**PROBLEM REQUIREMENTS:**
Would you transcribe the listing that follows, character for character, and omit its images?
--*--
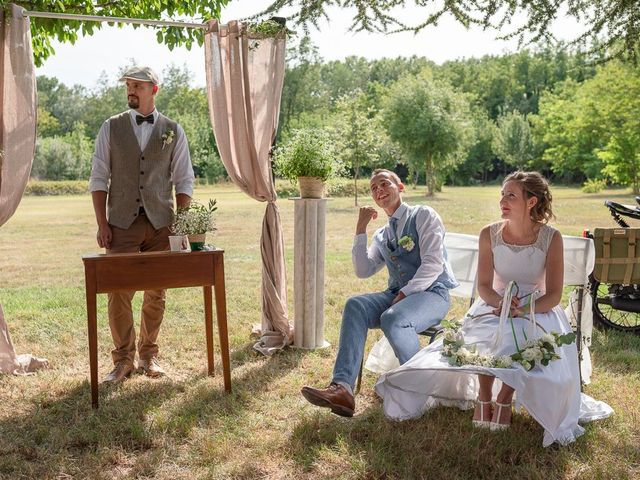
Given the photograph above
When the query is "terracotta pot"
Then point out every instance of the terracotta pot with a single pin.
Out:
(311, 187)
(196, 241)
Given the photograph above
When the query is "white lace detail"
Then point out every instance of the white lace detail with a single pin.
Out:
(542, 242)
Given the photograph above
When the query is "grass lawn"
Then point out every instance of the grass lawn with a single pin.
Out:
(184, 426)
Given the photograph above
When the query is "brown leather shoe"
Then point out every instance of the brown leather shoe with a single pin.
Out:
(119, 374)
(335, 397)
(151, 368)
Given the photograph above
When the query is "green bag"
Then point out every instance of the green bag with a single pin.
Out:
(617, 255)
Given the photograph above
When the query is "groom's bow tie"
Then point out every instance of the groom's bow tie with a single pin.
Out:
(140, 119)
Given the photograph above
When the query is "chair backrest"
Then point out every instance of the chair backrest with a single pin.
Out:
(462, 253)
(579, 259)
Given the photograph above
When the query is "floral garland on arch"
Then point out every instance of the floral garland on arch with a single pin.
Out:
(541, 350)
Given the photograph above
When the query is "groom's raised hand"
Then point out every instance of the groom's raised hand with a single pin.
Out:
(365, 215)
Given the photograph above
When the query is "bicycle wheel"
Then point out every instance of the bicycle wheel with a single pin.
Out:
(606, 315)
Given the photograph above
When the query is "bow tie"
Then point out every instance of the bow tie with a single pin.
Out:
(140, 119)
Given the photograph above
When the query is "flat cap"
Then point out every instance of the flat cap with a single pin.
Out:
(143, 74)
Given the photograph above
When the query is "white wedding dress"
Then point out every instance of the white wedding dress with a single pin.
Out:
(551, 394)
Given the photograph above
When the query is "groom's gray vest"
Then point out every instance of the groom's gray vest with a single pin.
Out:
(403, 264)
(140, 178)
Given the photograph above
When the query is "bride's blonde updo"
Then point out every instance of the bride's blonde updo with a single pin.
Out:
(534, 185)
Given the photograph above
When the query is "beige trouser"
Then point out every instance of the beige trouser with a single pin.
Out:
(139, 237)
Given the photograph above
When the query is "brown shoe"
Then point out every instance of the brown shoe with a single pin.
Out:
(151, 368)
(119, 374)
(335, 397)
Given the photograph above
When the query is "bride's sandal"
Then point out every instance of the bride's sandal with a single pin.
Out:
(482, 423)
(497, 414)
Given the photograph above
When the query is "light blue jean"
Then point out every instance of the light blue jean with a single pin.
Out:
(400, 323)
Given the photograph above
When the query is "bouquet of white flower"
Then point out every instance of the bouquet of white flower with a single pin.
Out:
(540, 350)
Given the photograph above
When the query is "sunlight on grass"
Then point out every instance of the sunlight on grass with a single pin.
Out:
(185, 426)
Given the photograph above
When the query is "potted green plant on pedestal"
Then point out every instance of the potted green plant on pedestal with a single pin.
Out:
(308, 156)
(195, 221)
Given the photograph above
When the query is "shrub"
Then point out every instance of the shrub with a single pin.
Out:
(307, 153)
(194, 219)
(63, 187)
(343, 187)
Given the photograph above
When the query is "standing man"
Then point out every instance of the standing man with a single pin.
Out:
(140, 156)
(417, 297)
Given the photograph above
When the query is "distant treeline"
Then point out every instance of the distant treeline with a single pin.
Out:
(553, 109)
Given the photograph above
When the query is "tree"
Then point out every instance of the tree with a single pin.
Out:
(480, 157)
(66, 157)
(567, 144)
(430, 121)
(512, 141)
(359, 136)
(617, 22)
(613, 99)
(45, 29)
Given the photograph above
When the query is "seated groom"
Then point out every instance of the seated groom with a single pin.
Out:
(417, 296)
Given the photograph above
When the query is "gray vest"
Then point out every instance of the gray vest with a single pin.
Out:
(140, 178)
(403, 264)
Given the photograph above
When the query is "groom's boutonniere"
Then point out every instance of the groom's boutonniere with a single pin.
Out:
(407, 243)
(167, 138)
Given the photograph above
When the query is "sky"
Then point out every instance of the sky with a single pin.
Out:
(110, 48)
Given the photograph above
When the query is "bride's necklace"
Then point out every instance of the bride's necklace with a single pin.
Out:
(528, 239)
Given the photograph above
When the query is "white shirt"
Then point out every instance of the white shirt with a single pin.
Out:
(181, 170)
(368, 261)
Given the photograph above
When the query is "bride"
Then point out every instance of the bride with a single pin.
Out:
(524, 250)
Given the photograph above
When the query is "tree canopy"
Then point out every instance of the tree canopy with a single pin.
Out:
(615, 22)
(43, 30)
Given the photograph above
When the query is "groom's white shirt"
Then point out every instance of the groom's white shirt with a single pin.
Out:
(368, 261)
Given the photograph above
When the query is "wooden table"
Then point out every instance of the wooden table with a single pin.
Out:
(105, 273)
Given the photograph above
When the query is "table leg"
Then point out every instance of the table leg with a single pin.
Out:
(208, 327)
(221, 315)
(92, 325)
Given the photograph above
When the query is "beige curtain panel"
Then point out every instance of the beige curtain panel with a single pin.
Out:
(17, 143)
(17, 110)
(244, 86)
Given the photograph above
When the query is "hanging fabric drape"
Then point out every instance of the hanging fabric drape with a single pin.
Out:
(17, 110)
(244, 86)
(17, 144)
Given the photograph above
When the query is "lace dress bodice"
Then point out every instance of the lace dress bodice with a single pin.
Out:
(523, 264)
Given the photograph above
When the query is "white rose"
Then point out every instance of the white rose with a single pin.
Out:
(504, 361)
(450, 335)
(537, 354)
(548, 338)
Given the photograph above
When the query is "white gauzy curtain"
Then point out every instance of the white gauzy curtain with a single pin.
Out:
(17, 144)
(244, 86)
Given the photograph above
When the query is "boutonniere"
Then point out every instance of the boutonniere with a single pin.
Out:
(167, 138)
(407, 243)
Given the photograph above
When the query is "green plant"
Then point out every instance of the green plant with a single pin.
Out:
(194, 219)
(308, 153)
(594, 185)
(268, 28)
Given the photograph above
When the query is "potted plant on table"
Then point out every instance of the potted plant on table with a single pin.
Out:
(195, 221)
(309, 157)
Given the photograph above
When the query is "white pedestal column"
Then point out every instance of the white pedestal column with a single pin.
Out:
(308, 272)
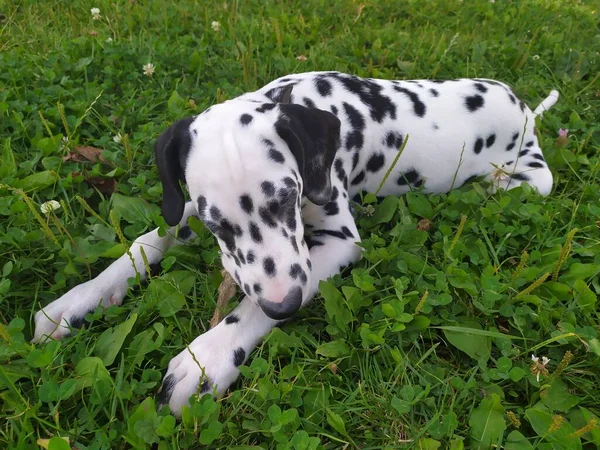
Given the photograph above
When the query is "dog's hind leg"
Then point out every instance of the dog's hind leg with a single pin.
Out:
(110, 286)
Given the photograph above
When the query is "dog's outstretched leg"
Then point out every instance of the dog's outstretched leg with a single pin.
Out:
(109, 288)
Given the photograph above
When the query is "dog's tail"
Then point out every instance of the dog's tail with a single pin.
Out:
(547, 103)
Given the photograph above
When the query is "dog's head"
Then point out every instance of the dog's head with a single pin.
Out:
(247, 166)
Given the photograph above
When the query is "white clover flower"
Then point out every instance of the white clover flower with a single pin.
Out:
(539, 368)
(148, 69)
(49, 206)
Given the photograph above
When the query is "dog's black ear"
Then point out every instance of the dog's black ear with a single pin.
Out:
(171, 152)
(313, 137)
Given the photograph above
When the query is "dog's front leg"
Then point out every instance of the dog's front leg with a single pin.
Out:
(110, 286)
(210, 363)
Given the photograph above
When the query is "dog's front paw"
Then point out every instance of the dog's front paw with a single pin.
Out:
(56, 319)
(209, 365)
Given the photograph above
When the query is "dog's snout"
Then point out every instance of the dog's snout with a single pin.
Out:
(284, 309)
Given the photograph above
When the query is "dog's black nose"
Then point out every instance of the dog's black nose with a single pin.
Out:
(279, 311)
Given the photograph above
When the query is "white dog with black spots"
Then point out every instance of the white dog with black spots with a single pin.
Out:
(272, 173)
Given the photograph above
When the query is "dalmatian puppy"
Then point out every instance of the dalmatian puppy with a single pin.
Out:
(271, 174)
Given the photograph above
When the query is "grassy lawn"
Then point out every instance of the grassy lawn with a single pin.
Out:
--*--
**SOLVED EXERCISE:**
Given the photograph above
When the query is "terracotta pot"
Then point out every instance of the terracotta pot with a single pin.
Out:
(311, 187)
(196, 241)
Given the photograph above
When the query is "white lace detail"
Then point out every instance of the white lace detail with a single pin.
Out:
(542, 242)
Given the photograph above
When the query is "grass lawn"
Then point out every instance of the grass lawn with a single pin.
Out:
(184, 426)
Given the photograph above
When the query is "brown leather shoe"
Then point out every instance of the brown leather shoe with a single pin.
Out:
(119, 374)
(335, 397)
(151, 368)
Given the photograph above
When the query is "green bag"
Then point out every instance of the green bag with a single pin.
Out:
(617, 255)
Given the photograph above
When the query is "groom's bow tie"
Then point out every instance of the groom's bow tie with a single pin.
Out:
(140, 119)
Given the photograph above
When the query is "chair backrest"
Then point out every instance of the chair backrest with a single pin.
Out:
(462, 253)
(579, 259)
Given the photograph above
When the query is "floral garland on arch"
Then point out every instance of the floral garland on arch with a single pin.
Out:
(541, 350)
Given the photograph above
When the query is "groom's raised hand"
Then point out every instance of the groom's raised hand with a single pin.
Out:
(365, 215)
Given the photograph above
When the query is "bicycle wheel"
Then point out every instance of the bicycle wheel with a single pin.
Out:
(606, 315)
Given the photograph above
When the query is "bow tie"
Then point out every instance of the bow tie with a single pin.
Out:
(140, 119)
Given the photograph above
When the query is "flat cap"
Then point out every instance of the flat cap with a single pin.
Out:
(143, 74)
Given the photograph above
When the query is "white wedding dress"
Then point out every instance of the white wedding dress with a single pin.
Out:
(551, 394)
Given the photograph above
When the query is "groom's gray vest"
Then point out every instance of the groom's gray vest with a single pin.
Out:
(403, 264)
(140, 178)
Given the photograph above
When the query is "bride's blonde updo"
Then point out every instance of the bride's blonde updo with a single pin.
Out:
(534, 185)
Given the photograph above
When the query is "beige trouser"
Then point out every instance of the beige trouser with a single pin.
Out:
(139, 237)
Given the photograph above
When the query is "brown shoe"
Then point out every instance of the brown shoe with a single pin.
Out:
(151, 368)
(119, 374)
(335, 397)
Given the photograph above
When the query is "bride's sandal"
Then point out every instance of the bride's sandal with a single pin.
Out:
(482, 423)
(497, 414)
Given the photograph above
When the query is "light blue jean"
Then point out every instance of the light blue jean with a single pin.
Out:
(400, 323)
Given the photograph above
When the query is "bouquet of white flower"
Then point out every instance of the bouquet of white flower with a single pin.
Out:
(540, 350)
Given the photograph above
When the query is "sunlight on grass"
Then point out every instance of the sunlight on grass with a single pin.
Out:
(185, 426)
Given the photograph above
When the query is "potted green plant on pedestal"
Then point out every instance of the potted green plant on pedestal with a single pin.
Out:
(308, 156)
(195, 221)
Given the photograph above
When the query is "shrub"
Then point out every instance of the shrub with a single pin.
Out:
(307, 153)
(194, 219)
(63, 187)
(343, 187)
Given the photograph above
When the query is "standing man"
Then point out every instance of the standing man with a single pin.
Out:
(140, 156)
(417, 297)
Given the photograph above
When the query is "distant treeline"
Then point out every instance of the distant treeline with a single pin.
Out:
(553, 109)
Given the photograph above
When the query is "tree"
Then point out every instance of the tree with a single pin.
Out:
(480, 157)
(66, 157)
(567, 144)
(430, 121)
(512, 141)
(359, 136)
(617, 22)
(613, 99)
(45, 29)
Given the photograph above
When the query is "seated groom"
Then point out every instance of the seated groom with a single pin.
Out:
(417, 296)
Given the photograph above
When the query is "gray vest"
Then point out every instance of the gray vest with a single pin.
Out:
(140, 178)
(403, 264)
Given the photograph above
When the query is "groom's boutonniere"
Then point out every instance of the groom's boutonniere with a single pin.
Out:
(407, 243)
(167, 138)
Given the photograph above
When the query is "sky"
Then point out every instance of the sky with a single pin.
Out:
(110, 48)
Given the photograph above
When the query is "bride's necklace"
Then point out every instance of the bride's necklace with a single pin.
Out:
(528, 239)
Given the photograph above
When the query is "white shirt"
Then point out every instance of the white shirt with a single pin.
Out:
(181, 170)
(368, 261)
Given the photograph above
When the query is "bride"
Then point out every instance of the bride with a single pin.
Out:
(524, 250)
Given the photograph above
When the query is "tree canopy"
Then point out every instance of the tree canopy with a single pin.
Out:
(615, 22)
(43, 30)
Given the photograph above
When the query is "groom's white shirt"
Then point out every instance of the groom's white shirt with a single pin.
Out:
(368, 261)
Given the photograph above
When the query is "wooden table"
Then point out every instance of the wooden table with a single pin.
Out:
(105, 273)
Given the photograph above
When the query is "table leg"
Then point out every instance of the table leg with a single pin.
Out:
(208, 327)
(221, 315)
(92, 325)
Given the photograph above
When the query is "beige curtain panel"
Then point out every instance of the beige curtain panel with a single pin.
Out:
(17, 143)
(17, 110)
(244, 86)
Given the photograph above
When the query is "hanging fabric drape"
Then point out every instance of the hanging fabric drape with a single pin.
Out:
(17, 110)
(244, 86)
(17, 144)
Given the photograph above
When the query is "lace dress bodice"
Then point out every instance of the lace dress bodice with a single pin.
Out:
(523, 264)
Given the photograph above
When the query is "white rose"
Then point out every instance of the white rose with a single pin.
Out:
(504, 361)
(450, 335)
(537, 354)
(548, 338)
Given the photograph above
When the query is "white gauzy curtain"
Then point out every instance of the white gauzy curtain with a single pin.
Out:
(17, 144)
(244, 86)
Given the photograph above
When the query is "boutonniere"
Then point out every instance of the boutonniere with a single pin.
Out:
(167, 138)
(407, 243)
Given the photograph above
When the query is "green plant"
Then point out every instance of the green plant with a single pin.
Out:
(194, 219)
(308, 153)
(594, 185)
(268, 28)
Given the photograph above
When the query is "potted plant on table"
Then point out every instance of the potted plant on table with a single pin.
Out:
(195, 221)
(309, 157)
Given the photograph above
When the query is "white pedestal column"
Then point out every instance of the white pedestal column with a single pin.
Out:
(308, 272)
Given the photograph above
When the query is "dog's hind leg"
Then point out every instance of the dog's hind leg with a single pin.
Out:
(110, 286)
Given the photograph above
When the query is "dog's outstretched leg"
Then point out every instance of the dog's outstretched leg with a single pin.
Out:
(109, 288)
Given the photograph above
When the query is "dog's tail"
Then point out every instance of the dog's tail with a single pin.
Out:
(547, 103)
Given the photograph above
When the query is "dog's head"
Then point out every instance of the dog's head with a single pin.
Out:
(247, 166)
Given the photograph above
When the query is "white clover flower"
Then point out every instance of the white clover flower with a single pin.
Out:
(539, 368)
(148, 69)
(49, 206)
Given the photograph above
When the query is "dog's black ear"
Then point out every instance of the dog's black ear with a single pin.
Out:
(171, 152)
(313, 137)
Given the photograph above
When the query is "dog's front leg"
Then point out every instance of the dog's front leg with a single pin.
Out:
(110, 286)
(210, 363)
Given the photograph above
When the query is "dog's front paw"
Then point out every instance of the dog's front paw with a single pin.
Out:
(56, 319)
(209, 365)
Given the photograph above
When the query is "dog's snout"
Then point out every instance of the dog's snout with a single pin.
Out:
(284, 309)
Given the photograph above
When the query is "dog's black nose"
Then point out every instance of the dog's black nose with a single pin.
Out:
(279, 311)
Given the photograph above
When the query is "white dog with black spots"
Then point out every instance of the white dog with black spots with a single pin.
Out:
(272, 173)
Given the photograph above
When the query is "dalmatian puppy"
Then point out every instance of the dalmatian puppy with a single pin.
Out:
(271, 174)
Given the photograph above
When the query is "grassy lawn"
Then point out every instance of the grassy lawn with a single pin.
Out:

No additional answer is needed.